### [Source]
Commercial Armed Robbery

Armed robbery is one of the most serious and potentially dangerous crimes committed today. A robber commits a holdup because he or she believes that their profit will be worth the risk. By decreasing the possible profit and increasing the risk of apprehension, potential victims can reduce their chance of becoming a target. Personal safety is always the most important consideration when planning how to react to an armed robbery. This page provides basic information that can and will diminish the chance of becoming a victim.

What to Do Before You Are Robbed

Businesses must face the possibility of robbery on their premises realistically, and they should give security training a high priority. Employees should be trained in the latest methods of robbery prevention, which will improve their chances for safety and their ability to provide information that could help in the apprehension of the criminal. In addition, this preparation can lessen the emotional after effects of being involved in an armed robbery.

Opening and closing procedures should be established. These could include:

  • Have several employees present when opening and closing the business.
  • Inspect the business for forcible entry before entering the business.

### [Material provided]
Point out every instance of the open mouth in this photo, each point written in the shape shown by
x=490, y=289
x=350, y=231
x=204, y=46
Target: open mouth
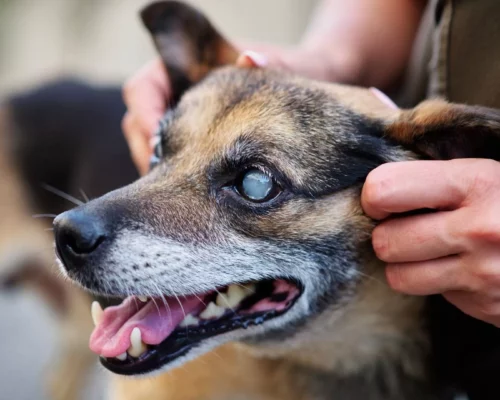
x=143, y=334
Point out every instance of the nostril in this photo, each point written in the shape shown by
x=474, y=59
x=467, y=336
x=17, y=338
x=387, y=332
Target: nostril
x=77, y=233
x=83, y=244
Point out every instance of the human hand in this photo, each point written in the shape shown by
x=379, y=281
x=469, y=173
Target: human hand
x=148, y=91
x=455, y=250
x=146, y=95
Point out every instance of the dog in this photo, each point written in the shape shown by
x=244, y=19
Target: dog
x=54, y=140
x=249, y=230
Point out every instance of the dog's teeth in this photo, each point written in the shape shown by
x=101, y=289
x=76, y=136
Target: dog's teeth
x=250, y=288
x=233, y=297
x=189, y=320
x=137, y=346
x=212, y=311
x=222, y=300
x=96, y=312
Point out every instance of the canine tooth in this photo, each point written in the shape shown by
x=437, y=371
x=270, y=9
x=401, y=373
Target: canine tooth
x=137, y=346
x=233, y=297
x=96, y=312
x=250, y=288
x=212, y=311
x=189, y=320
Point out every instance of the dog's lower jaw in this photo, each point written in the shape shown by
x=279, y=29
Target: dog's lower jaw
x=375, y=339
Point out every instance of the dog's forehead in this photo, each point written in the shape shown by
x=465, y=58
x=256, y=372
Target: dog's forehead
x=234, y=101
x=300, y=125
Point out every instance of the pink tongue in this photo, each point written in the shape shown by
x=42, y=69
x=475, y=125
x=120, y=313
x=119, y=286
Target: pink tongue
x=156, y=321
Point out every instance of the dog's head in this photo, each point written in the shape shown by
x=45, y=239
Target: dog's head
x=249, y=226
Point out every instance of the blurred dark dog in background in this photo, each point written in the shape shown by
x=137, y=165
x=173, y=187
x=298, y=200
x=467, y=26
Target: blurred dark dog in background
x=58, y=143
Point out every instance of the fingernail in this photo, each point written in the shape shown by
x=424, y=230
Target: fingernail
x=258, y=59
x=383, y=98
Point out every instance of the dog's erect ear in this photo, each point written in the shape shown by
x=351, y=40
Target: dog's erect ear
x=441, y=130
x=187, y=42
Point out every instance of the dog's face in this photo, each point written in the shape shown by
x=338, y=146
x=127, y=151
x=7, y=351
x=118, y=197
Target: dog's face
x=249, y=227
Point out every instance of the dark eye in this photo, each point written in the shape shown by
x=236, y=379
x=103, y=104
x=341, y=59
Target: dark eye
x=257, y=186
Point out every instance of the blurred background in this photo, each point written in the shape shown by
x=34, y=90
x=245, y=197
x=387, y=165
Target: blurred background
x=102, y=42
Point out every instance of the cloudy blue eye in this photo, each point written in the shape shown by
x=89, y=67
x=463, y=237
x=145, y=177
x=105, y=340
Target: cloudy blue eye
x=257, y=186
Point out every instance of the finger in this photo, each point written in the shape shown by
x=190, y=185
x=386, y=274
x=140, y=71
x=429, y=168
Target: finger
x=417, y=238
x=138, y=143
x=147, y=95
x=484, y=309
x=411, y=185
x=427, y=277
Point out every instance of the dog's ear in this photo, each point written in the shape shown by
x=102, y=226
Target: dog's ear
x=440, y=130
x=187, y=42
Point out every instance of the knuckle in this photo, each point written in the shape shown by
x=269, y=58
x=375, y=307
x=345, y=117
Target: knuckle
x=488, y=306
x=486, y=277
x=485, y=227
x=395, y=278
x=375, y=188
x=380, y=243
x=485, y=176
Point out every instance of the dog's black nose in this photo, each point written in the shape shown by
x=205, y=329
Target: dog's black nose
x=78, y=234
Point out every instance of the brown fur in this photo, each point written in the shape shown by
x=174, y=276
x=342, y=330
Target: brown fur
x=359, y=340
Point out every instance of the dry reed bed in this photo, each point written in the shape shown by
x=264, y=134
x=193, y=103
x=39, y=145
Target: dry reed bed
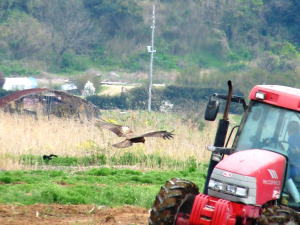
x=66, y=137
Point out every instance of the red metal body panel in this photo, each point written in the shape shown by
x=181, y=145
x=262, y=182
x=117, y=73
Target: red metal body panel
x=266, y=166
x=286, y=97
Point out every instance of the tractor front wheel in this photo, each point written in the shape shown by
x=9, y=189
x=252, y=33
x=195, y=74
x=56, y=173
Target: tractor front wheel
x=176, y=193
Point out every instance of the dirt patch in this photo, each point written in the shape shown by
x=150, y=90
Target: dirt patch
x=72, y=214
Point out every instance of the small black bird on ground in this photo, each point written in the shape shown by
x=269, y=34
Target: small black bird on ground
x=49, y=157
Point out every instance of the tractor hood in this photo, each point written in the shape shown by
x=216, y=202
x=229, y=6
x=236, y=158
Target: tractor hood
x=260, y=171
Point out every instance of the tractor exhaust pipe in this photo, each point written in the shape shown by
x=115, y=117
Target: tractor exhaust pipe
x=220, y=137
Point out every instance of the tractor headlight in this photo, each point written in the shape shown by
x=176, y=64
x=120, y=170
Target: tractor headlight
x=227, y=188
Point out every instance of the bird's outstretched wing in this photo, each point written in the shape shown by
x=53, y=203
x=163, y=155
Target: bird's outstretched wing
x=119, y=130
x=161, y=134
x=123, y=144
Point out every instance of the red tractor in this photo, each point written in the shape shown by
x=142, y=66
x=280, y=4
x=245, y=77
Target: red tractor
x=253, y=182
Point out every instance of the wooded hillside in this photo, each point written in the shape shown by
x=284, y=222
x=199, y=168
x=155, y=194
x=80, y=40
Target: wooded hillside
x=205, y=42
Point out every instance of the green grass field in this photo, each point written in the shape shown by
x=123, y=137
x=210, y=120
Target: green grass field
x=103, y=186
x=88, y=170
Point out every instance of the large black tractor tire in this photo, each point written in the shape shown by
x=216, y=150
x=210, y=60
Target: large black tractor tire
x=170, y=198
x=279, y=215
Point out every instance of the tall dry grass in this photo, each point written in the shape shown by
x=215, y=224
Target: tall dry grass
x=21, y=135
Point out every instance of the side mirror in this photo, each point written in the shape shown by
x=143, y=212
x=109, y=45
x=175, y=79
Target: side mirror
x=212, y=109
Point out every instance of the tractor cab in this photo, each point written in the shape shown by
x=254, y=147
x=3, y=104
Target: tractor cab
x=256, y=180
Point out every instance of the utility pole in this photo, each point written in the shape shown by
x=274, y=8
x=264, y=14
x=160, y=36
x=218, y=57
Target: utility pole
x=151, y=50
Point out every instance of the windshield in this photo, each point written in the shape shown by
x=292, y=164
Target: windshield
x=266, y=127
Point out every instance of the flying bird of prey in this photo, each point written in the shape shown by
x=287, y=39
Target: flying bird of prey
x=49, y=157
x=126, y=132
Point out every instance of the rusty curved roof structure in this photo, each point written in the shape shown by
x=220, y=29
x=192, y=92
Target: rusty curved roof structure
x=17, y=95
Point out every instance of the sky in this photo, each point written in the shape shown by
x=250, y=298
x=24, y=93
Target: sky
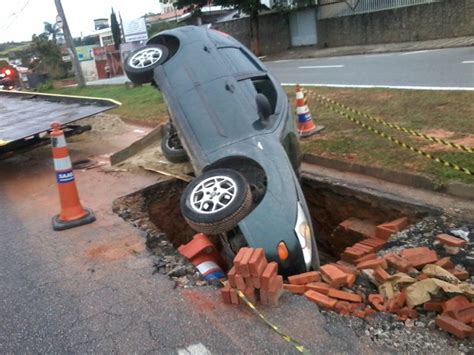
x=20, y=19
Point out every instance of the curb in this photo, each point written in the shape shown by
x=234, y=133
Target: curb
x=456, y=189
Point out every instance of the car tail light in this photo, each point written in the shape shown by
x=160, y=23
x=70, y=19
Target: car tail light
x=282, y=251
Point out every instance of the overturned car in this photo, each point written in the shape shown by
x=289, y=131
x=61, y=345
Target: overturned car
x=230, y=117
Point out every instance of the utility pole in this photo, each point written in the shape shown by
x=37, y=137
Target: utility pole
x=76, y=66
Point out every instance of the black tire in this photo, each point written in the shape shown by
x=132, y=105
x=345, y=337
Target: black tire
x=172, y=148
x=202, y=218
x=156, y=55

### [Problems and tasks]
**a)** According to the passage on commercial armed robbery, what is always the most important consideration when planning how to react to an armed robbery?
**b)** Retype the portion of the passage on commercial armed robbery starting at "What to Do Before" and ending at "in an armed robbery.".
Answer using only the passage on commercial armed robbery, not the rows.

### [The solutions]
**a)** Personal safety.

**b)**
What to Do Before You Are Robbed

Businesses must face the possibility of robbery on their premises realistically, and they should give security training a high priority. Employees should be trained in the latest methods of robbery prevention, which will improve their chances for safety and their ability to provide information that could help in the apprehension of the criminal. In addition, this preparation can lessen the emotional after effects of being involved in an armed robbery.